Opdracht :: Schrijf alle vermeldingen hieronder woord voor woord over, van de eerste tot de laatste.

[Items voor segmentatielabeling]
++++++++++
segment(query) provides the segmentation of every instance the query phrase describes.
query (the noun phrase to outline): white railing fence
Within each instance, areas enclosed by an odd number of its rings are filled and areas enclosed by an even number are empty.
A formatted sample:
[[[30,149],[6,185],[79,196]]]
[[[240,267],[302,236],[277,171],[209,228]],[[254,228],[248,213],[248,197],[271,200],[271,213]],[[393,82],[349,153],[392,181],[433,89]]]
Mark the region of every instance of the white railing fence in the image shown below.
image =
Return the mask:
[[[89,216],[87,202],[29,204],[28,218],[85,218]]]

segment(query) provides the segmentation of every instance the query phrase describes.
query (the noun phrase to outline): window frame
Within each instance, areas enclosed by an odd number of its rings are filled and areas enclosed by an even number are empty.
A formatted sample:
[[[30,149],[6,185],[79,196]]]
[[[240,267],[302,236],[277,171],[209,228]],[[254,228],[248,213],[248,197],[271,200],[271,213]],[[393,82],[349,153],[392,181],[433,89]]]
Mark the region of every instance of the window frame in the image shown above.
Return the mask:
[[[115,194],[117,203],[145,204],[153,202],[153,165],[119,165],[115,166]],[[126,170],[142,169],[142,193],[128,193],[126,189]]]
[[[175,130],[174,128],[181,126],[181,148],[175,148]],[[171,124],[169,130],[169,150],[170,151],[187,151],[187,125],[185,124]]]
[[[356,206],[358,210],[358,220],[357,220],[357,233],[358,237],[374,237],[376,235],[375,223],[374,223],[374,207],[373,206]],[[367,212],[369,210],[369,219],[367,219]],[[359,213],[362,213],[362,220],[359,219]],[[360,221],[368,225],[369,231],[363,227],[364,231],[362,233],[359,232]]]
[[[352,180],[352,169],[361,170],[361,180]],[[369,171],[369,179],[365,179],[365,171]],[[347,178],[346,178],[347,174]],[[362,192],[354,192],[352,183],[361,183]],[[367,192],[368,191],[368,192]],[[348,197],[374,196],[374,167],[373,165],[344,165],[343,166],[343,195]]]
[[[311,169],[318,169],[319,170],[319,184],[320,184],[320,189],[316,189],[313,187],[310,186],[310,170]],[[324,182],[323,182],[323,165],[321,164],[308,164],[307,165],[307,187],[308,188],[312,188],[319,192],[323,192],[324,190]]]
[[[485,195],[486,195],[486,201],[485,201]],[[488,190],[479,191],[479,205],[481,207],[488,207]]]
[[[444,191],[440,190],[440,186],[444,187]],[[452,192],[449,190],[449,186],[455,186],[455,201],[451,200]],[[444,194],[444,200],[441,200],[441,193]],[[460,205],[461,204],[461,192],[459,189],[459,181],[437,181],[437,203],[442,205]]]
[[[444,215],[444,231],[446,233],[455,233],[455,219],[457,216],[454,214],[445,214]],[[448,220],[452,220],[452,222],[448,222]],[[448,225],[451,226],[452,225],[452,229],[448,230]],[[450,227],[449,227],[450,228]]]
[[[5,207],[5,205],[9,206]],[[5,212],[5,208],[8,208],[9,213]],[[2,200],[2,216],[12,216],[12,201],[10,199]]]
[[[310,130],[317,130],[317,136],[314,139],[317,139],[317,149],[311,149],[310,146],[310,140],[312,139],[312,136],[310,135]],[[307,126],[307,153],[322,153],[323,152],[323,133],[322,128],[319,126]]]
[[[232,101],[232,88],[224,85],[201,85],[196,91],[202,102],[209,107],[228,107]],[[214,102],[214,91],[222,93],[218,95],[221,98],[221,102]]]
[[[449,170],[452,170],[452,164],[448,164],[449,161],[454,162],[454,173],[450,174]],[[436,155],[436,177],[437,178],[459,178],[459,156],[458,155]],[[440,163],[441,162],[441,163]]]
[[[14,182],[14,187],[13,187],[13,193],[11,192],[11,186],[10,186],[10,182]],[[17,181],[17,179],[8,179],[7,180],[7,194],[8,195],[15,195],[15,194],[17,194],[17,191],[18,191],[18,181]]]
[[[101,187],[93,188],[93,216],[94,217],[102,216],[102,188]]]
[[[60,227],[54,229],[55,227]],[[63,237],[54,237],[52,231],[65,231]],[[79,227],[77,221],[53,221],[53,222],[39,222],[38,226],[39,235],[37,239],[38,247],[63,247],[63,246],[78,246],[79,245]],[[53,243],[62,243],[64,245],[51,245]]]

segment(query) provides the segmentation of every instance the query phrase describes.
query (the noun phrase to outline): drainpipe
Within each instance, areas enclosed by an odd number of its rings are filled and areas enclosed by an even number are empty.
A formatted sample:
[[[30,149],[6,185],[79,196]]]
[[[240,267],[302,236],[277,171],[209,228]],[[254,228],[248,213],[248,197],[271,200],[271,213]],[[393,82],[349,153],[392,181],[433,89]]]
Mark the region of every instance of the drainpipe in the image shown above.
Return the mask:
++++++++++
Antwoord opdracht ::
segment(query) provides the segmentation of every instance the query phrase describes.
query (the noun phrase to outline): white railing fence
Within each instance, areas enclosed by an odd number of its rings are filled and areas enclosed by an even number are empty.
A formatted sample:
[[[30,149],[6,185],[79,196]]]
[[[240,267],[302,236],[277,171],[209,228]],[[254,228],[248,213],[248,197],[271,200],[271,213]],[[393,82],[349,153],[392,181],[433,89]]]
Mark the region of every instance of the white railing fence in the image shown below.
image =
Return the mask:
[[[89,216],[87,202],[29,204],[28,218],[85,218]]]

segment(query) provides the segmentation of every instance the query phrase describes.
query (the noun phrase to outline): window frame
Within each instance, areas enclosed by an odd number of its rings are filled and areas enclosed by an even number are empty.
A formatted sample:
[[[30,149],[6,185],[79,196]]]
[[[240,267],[302,236],[277,171],[209,228]],[[254,228],[248,213],[248,197],[271,200],[271,213]],[[393,82],[349,153],[392,181],[433,89]]]
Mark the region of every instance of the window frame in the image shown above.
Return the mask:
[[[115,194],[117,203],[145,204],[153,202],[153,165],[119,165],[115,166]],[[126,170],[142,169],[142,193],[128,193],[126,189]]]
[[[175,130],[174,128],[181,126],[181,148],[175,148]],[[171,124],[169,130],[169,150],[170,151],[187,151],[187,125],[185,124]]]
[[[356,206],[358,210],[358,220],[357,220],[357,233],[358,237],[374,237],[376,235],[375,223],[374,223],[374,207],[373,206]],[[367,212],[369,210],[369,219],[367,219]],[[359,213],[362,213],[362,220],[359,219]],[[360,221],[368,225],[369,231],[363,227],[364,231],[362,233],[359,232]]]
[[[352,180],[352,169],[361,170],[361,180]],[[369,171],[369,179],[365,179],[365,171]],[[347,178],[346,178],[347,174]],[[362,192],[354,192],[352,183],[361,183]],[[367,192],[368,191],[368,192]],[[348,197],[374,196],[374,167],[373,165],[344,165],[343,166],[343,195]]]
[[[311,169],[318,169],[319,170],[319,184],[320,184],[320,189],[316,189],[313,187],[310,186],[310,170]],[[324,182],[323,182],[323,165],[321,164],[308,164],[307,165],[307,187],[308,188],[312,188],[319,192],[323,192],[324,190]]]
[[[485,195],[486,195],[486,201],[485,201]],[[488,190],[479,191],[479,205],[481,207],[488,207]]]
[[[444,191],[440,190],[440,186],[444,187]],[[452,192],[449,190],[449,186],[455,186],[455,201],[451,200]],[[444,194],[444,200],[441,200],[441,193]],[[460,205],[461,204],[461,192],[459,189],[459,181],[437,181],[437,203],[442,205]]]
[[[444,215],[444,231],[446,233],[455,233],[455,219],[457,216],[454,214],[445,214]],[[448,220],[452,220],[452,222],[448,222]],[[448,225],[451,226],[452,225],[452,229],[448,230]],[[450,227],[449,227],[450,228]]]
[[[5,207],[5,205],[9,206]],[[5,212],[5,208],[8,208],[9,213]],[[2,200],[2,216],[12,216],[12,201],[10,199]]]
[[[310,130],[317,130],[317,136],[314,139],[317,139],[317,149],[311,149],[310,146],[310,140],[312,139],[312,136],[310,135]],[[307,126],[307,153],[322,153],[323,152],[323,133],[322,128],[319,126]]]
[[[232,101],[232,88],[224,85],[201,85],[196,91],[202,102],[209,107],[228,107]],[[214,102],[214,91],[222,93],[218,95],[221,98],[221,102]]]
[[[449,170],[452,170],[452,164],[448,164],[449,161],[454,162],[454,173],[450,174]],[[436,155],[436,177],[437,178],[459,178],[459,156],[458,155]],[[440,163],[441,162],[441,163]]]
[[[14,182],[14,187],[13,187],[13,193],[11,192],[11,186],[10,186],[10,182]],[[17,181],[17,179],[8,179],[7,180],[7,194],[8,195],[15,195],[15,194],[17,194],[17,191],[18,191],[18,181]]]
[[[101,187],[93,188],[93,216],[94,217],[102,216],[102,188]]]
[[[60,227],[54,229],[55,227]],[[63,237],[54,237],[52,231],[65,231]],[[79,227],[77,221],[53,221],[53,222],[39,222],[38,226],[39,235],[37,239],[38,247],[63,247],[63,246],[78,246],[79,245]],[[53,243],[62,243],[64,245],[51,245]]]

segment(query) provides the segmentation of every instance the query phrase describes.
query (the noun phrase to outline): drainpipe
Within each instance, areas enclosed by an odd number of its rings are filled and areas enclosed by an even number are empty.
A formatted sample:
[[[30,149],[6,185],[79,196]]]
[[[240,267],[302,236],[277,171],[209,228]],[[254,228],[248,213],[248,197],[271,200],[271,213]],[[393,82],[349,153],[392,181],[433,89]]]
Mark the region of every instance of the drainpipe in the image shown above.
Return the mask:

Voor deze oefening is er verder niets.